## Page excerpt
- Opening Delimiter -

Tiny RNA molecules carried by extracellular vesicles in the bloodstream can accurately predict kidney function decline and cardiovascular risk in chronic kidney disease (CKD), as reported by researchers from Science Tokyo. By analyzing blood samples from a large cohort, the team identified multiple microRNAs linked to disease progression and built a model to distinguish high-risk patients with CKD. Clinically applying this risk score model can contribute to improved patient outcomes.
Chronic kidney disease (CKD) has become one of the world's fastest growing threats to public health, affecting more than 850 million people globally. While the condition is widely known for gradually impairing kidney function, many patients die prematurely from cardiovascular complications long before they ever require dialysis or transplantation. Managing the disease is further complicated by the fact that kidney function does not usually decline at a uniform rate. This unpredictable progression makes it hard for doctors to identify which individuals are at high risk, often leading to delayed interventions.

- Closing Delimiter -

## Exercise data
- Opening Delimiter -

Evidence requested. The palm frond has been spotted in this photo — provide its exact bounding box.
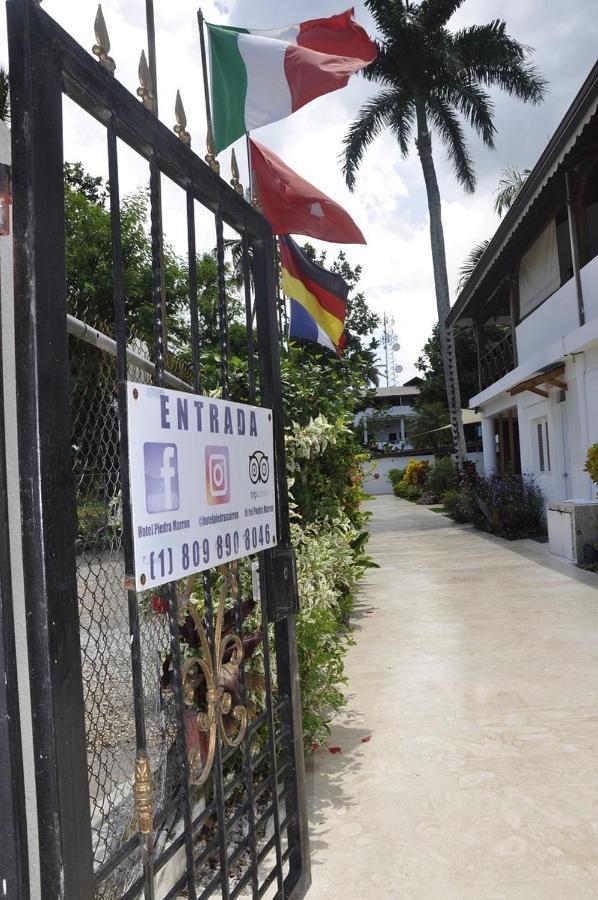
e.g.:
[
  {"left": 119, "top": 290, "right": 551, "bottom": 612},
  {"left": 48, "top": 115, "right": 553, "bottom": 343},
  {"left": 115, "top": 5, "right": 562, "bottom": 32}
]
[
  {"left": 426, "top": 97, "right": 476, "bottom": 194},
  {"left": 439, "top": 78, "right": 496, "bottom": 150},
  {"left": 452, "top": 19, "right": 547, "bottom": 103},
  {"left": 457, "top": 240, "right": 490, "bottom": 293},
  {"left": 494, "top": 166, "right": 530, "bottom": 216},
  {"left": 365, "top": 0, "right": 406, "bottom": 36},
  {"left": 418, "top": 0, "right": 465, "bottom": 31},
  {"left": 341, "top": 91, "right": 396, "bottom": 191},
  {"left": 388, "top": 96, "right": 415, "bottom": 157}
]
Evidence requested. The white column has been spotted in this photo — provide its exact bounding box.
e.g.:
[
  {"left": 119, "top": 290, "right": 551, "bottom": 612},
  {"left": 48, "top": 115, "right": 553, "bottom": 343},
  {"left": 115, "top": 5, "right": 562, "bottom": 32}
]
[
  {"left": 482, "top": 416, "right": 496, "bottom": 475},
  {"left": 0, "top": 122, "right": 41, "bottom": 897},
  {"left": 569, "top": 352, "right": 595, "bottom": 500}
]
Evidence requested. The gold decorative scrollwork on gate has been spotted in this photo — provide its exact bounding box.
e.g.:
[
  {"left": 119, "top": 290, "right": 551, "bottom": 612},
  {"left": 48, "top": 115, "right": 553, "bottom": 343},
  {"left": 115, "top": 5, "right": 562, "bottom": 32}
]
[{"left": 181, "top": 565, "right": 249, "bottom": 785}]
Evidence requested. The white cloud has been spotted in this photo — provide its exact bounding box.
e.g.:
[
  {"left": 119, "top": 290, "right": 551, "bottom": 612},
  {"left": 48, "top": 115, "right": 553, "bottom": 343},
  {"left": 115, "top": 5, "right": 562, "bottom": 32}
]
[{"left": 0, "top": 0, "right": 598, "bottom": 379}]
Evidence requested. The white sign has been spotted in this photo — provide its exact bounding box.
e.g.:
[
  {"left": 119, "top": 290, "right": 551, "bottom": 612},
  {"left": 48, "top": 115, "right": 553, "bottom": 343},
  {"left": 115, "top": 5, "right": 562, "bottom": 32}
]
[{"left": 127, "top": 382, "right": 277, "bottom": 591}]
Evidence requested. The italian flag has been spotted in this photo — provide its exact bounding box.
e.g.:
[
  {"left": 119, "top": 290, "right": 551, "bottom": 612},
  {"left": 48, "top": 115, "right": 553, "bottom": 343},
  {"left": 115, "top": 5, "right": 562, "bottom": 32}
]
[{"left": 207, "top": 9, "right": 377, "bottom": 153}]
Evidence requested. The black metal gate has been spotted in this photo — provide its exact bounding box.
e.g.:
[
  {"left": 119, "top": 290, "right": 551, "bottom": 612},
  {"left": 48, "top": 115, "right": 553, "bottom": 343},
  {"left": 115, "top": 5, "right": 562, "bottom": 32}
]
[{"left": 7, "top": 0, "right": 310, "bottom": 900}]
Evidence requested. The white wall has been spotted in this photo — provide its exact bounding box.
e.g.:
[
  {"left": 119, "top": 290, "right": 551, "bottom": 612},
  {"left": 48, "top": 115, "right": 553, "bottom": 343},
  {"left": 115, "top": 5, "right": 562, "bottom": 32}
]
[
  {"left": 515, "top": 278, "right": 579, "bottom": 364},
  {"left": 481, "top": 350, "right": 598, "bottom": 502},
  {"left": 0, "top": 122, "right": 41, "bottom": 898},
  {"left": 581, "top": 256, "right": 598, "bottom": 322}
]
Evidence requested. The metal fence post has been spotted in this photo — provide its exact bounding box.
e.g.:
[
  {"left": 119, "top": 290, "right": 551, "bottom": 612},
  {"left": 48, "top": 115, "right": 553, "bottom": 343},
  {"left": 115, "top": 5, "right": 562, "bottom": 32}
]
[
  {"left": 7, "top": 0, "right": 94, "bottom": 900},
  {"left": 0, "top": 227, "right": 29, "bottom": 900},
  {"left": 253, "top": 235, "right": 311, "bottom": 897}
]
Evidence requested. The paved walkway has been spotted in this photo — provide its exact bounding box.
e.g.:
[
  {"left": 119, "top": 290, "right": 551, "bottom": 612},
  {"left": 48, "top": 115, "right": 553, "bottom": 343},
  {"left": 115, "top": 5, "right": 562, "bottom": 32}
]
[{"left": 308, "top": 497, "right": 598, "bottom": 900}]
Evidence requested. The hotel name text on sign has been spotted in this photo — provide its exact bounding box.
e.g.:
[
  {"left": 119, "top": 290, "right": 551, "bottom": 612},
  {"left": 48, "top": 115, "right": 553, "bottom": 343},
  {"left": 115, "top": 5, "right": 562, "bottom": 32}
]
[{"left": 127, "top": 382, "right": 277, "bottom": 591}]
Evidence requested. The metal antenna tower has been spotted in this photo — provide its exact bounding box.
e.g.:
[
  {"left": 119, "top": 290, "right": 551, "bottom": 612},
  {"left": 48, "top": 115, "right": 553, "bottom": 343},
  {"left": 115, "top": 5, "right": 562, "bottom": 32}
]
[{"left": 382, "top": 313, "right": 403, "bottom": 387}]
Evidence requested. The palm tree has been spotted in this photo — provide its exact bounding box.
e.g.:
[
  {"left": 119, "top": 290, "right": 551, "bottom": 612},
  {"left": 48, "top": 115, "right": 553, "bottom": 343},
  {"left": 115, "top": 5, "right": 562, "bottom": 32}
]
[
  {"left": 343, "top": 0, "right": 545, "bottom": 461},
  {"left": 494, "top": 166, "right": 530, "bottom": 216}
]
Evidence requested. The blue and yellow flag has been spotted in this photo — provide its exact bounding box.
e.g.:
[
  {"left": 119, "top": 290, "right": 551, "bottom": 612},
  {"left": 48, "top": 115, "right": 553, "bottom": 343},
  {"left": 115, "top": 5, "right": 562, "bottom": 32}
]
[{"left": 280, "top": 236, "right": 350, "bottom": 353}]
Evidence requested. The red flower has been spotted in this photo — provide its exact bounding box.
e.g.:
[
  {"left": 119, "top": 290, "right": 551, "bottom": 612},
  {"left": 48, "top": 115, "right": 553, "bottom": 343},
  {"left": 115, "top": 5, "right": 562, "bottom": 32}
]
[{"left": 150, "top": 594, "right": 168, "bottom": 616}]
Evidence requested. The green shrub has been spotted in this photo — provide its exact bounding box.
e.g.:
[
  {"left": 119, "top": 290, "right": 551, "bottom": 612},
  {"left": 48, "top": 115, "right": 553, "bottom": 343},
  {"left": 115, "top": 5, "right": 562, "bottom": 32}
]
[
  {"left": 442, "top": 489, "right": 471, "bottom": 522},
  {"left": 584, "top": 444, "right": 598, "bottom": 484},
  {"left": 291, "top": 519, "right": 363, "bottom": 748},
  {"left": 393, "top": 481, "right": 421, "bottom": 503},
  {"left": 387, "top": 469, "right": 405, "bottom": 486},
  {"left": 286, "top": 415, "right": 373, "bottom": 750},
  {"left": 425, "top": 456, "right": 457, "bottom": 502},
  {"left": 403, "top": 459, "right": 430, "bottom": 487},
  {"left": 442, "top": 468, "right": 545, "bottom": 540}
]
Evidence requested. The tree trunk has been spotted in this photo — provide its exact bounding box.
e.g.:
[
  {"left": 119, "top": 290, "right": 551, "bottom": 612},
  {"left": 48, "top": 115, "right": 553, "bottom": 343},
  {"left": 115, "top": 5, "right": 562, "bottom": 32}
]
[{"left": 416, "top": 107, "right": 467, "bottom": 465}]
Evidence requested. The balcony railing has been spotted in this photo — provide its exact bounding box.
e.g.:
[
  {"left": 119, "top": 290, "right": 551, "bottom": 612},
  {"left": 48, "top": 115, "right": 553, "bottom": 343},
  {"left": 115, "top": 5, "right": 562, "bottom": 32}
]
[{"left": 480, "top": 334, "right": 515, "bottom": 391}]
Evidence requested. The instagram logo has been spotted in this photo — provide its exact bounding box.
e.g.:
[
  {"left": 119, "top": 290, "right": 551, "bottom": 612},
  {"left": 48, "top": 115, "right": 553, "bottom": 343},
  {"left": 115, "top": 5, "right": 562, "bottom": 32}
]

- Closing Delimiter -

## Problem 1
According to the article on microRNAs and chronic kidney disease, how many people worldwide does CKD affect?
## Problem 2
Carry on the article on microRNAs and chronic kidney disease, starting after its last sentence.

## Answer box 1
More than 850 million people.

## Answer box 2
Unfortunately, current tools used to monitor CKD rely heavily on biomarkers such as protein levels in urine (proteinuria) or glomerular filtration rate to assess kidney function, which share notable limitations. While these measurements reflect existing kidney damage, they do not capture the finer molecular changes that link kidney dysfunction to harm in other organs, such as the heart. Thus, there is an urgent need for novel, minimally invasive biomarkers that can accurately forecast both kidney decline and the risk of cardiovascular complications linked to CKD.
Against this backdrop, a research team led by a third-year doctoral student Shunsuke Inaba and Associate Professor Shintaro Mandai from the Department of Nephrology, Graduate School of Medical and Dental Sciences, Institute of Science Tokyo (Science Tokyo), Japan, in collaboration with Associate Professor Takanori Hasegawa of the M&D Data Science Center, Institute of Integrated Research, Science Tokyo, investigated whether tiny RNA molecules found in the bloodstream could serve as predictive biomarkers for CKD outcomes. Their work, made available online on December 10, 2025, and published in Volume 15, Issue 1 of the Journal of the American Heart Association on January 06, 2026, explores how these microRNAs (miRNAs) reflect systemic biological changes linking kidney and cardiovascular disease.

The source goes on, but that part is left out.